[Assignment]: Copy out the part of the roadmap below word for word, starting with "Reliability: >95% successful" and going on through "history; surface cost/budget.".

Stretch Goals (mid/long term)

Multi‑provider models: First‑class Anthropic/OpenAI/Azure routing with per‑model defaults and capability tags; dynamic model selection per action.
Planner improvements: Use the NextAction observer to choose steps adaptively; enable partial re‑planning when a step fails.
Role/Action Bank: Curate reusable, typed actions and predefined roles with metadata; simple registry and discovery.
Multi‑task orchestration: Queue and schedule multiple runs; lightweight dashboard with run status and costs.
Evaluations: Add benchmark tasks and automatic comparisons across providers/tools; minimal scoring harness.

Planned Additions

Expand Tools: Add more first‑party tools (code execution, static analysis, package management, filesystem I/O, browser automation extensions), organized via a registry with permissions and safe defaults.
Self‑Interaction Testbed: Build a closed‑loop, sandboxed environment where agents can interact with tools and with themselves to automatically test tasks and generated code (mock providers, deterministic fixtures, recording/replay, and headless orchestration).

Success Metrics

Reliability: >95% successful completion on a curated task set without manual retries.
Cost control: Budget overruns reduced to <1% of runs; accurate cost within ±5% of provider billing.
UX: Median time‑to‑first‑use <5 minutes; clear, navigable run history and artifacts.
Extensibility: Add a new tool or action with <100 LOC and documented steps.

Near‑Term Task Breakdown

Parsing/validation: Guard role/plan extraction and fail gracefully with actionable messages.
Tooling: Add browser action prototype with Playwright; unify search adapters and error paths.
Tests/CI: Unit tests for actions/parsers; mock providers; GitHub Actions workflow.
UI/Service: Stream step‑level events; add interrupt/resume and basic run history; surface cost/budget.
Docs: Expand docs/tutorial.md with tool setup, env matrix, and examples; add “Extending Tools/Actions” and “RAG quickstart”.

Dependencies and Assumptions

Requires API keys for LLM and at least one search provider; browser tooling is optional and off by default.

[Record extracts]:
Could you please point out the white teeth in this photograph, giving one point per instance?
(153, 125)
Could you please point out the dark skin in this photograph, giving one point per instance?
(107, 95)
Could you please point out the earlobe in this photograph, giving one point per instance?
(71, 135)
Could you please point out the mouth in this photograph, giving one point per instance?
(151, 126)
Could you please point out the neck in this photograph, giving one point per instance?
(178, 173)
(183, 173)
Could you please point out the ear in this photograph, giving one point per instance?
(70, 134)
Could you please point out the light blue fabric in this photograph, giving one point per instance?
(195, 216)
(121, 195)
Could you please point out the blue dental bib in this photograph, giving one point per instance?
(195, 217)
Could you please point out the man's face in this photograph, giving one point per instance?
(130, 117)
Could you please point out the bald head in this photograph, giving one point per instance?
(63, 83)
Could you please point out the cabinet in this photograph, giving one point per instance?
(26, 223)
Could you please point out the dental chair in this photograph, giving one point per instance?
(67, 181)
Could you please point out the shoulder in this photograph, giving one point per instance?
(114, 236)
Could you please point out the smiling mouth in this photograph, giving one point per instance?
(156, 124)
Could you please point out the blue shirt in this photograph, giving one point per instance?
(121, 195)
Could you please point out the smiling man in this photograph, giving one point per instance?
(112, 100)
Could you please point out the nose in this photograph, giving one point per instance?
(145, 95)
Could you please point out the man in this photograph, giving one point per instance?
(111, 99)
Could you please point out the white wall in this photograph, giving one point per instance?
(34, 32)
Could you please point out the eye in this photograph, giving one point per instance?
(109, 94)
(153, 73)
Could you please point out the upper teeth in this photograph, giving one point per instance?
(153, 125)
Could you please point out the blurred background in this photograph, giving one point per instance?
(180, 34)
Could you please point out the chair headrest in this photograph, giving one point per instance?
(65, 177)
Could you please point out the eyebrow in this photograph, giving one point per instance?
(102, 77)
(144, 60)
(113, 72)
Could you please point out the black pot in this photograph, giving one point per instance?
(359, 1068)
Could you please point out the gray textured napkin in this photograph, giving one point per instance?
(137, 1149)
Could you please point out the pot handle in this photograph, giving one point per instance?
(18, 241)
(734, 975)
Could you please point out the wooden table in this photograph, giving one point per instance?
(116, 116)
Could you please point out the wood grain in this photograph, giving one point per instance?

[Response]:
Reliability: >95% successful completion on a curated task set without manual retries.
Cost control: Budget overruns reduced to <1% of runs; accurate cost within ±5% of provider billing.
UX: Median time‑to‑first‑use <5 minutes; clear, navigable run history and artifacts.
Extensibility: Add a new tool or action with <100 LOC and documented steps.

Near‑Term Task Breakdown

Parsing/validation: Guard role/plan extraction and fail gracefully with actionable messages.
Tooling: Add browser action prototype with Playwright; unify search adapters and error paths.
Tests/CI: Unit tests for actions/parsers; mock providers; GitHub Actions workflow.
UI/Service: Stream step‑level events; add interrupt/resume and basic run history; surface cost/budget.